INSTRUCTIONS FOR THE TASK -
Repeat the listing in full, preserving every character.
● ● ● ● ●
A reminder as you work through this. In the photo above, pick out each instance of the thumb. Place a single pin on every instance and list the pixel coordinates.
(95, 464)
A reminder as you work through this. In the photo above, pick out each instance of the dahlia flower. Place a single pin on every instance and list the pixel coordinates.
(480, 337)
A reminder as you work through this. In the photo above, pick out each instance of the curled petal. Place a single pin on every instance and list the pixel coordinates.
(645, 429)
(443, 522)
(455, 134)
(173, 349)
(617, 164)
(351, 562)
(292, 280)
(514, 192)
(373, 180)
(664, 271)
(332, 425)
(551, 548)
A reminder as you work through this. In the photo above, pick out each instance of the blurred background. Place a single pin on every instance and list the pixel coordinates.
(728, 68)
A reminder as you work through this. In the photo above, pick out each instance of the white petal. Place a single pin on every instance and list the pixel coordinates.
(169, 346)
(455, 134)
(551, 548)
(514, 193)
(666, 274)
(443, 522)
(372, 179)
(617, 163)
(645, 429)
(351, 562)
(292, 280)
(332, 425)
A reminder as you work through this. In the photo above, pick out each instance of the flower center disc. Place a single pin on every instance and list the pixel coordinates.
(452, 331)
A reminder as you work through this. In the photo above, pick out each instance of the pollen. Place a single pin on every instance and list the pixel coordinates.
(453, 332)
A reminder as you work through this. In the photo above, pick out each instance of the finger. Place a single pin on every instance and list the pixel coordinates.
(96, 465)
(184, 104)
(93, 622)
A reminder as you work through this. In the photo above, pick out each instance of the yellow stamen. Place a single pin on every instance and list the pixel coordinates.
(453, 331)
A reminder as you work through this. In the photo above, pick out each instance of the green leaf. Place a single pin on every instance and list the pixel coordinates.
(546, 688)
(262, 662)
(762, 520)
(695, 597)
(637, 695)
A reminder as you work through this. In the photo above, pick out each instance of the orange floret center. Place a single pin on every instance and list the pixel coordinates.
● ● ● ● ●
RESULT OF THE EXERCISE -
A reminder as you work through this. In the photo above, pick out each instance of the thumb. Place a single pin on every instance and list the pixel coordinates.
(95, 464)
A reminder as you work through this. In the photo above, pick out each instance of the dahlia flower. Place a single pin on every instance and list the pixel coordinates.
(480, 337)
A reminder as you work through this. In the photo above, pick out each instance of the curled petal. Place a single pin on every instance and list the pixel coordinates.
(645, 429)
(443, 522)
(455, 134)
(173, 349)
(617, 164)
(351, 562)
(292, 280)
(514, 192)
(373, 180)
(664, 271)
(332, 425)
(551, 548)
A reminder as you work through this. In the photo above, pick out each instance of the blurred background. Place a single pin on every instance and list the pixel coordinates.
(728, 68)
A reminder as you work through this. In the photo above, pick out each instance of the white petal. Place a single pin on every instance and list the pixel coordinates.
(169, 346)
(455, 134)
(551, 548)
(514, 193)
(666, 274)
(443, 522)
(372, 179)
(617, 163)
(645, 429)
(351, 562)
(292, 280)
(332, 425)
A reminder as you work through this. In the photo above, pick out each instance of the flower center disc. Place a single pin on every instance and list the pixel coordinates.
(452, 331)
A reminder as you work through this. In the photo above, pick out each instance of the pollen. Place a single pin on every instance and list the pixel coordinates.
(453, 332)
A reminder as you work through this. In the photo above, pick out each instance of the finger. Place a single pin on every instance and list the pixel coordinates.
(96, 465)
(184, 104)
(93, 622)
A reminder as you work through this. In the photo above, pick out each instance of the yellow stamen. Place a single pin on every instance and list the pixel coordinates.
(453, 331)
A reminder as you work through this. In the photo above, pick out each instance of the green leaf. Place a single pin on every instance and list the pixel coordinates.
(546, 688)
(262, 662)
(762, 520)
(695, 597)
(637, 695)
A reminder as you work through this. In the photo above, pick out each instance of the orange floret center. Place a single pin on every instance and list the pixel coordinates.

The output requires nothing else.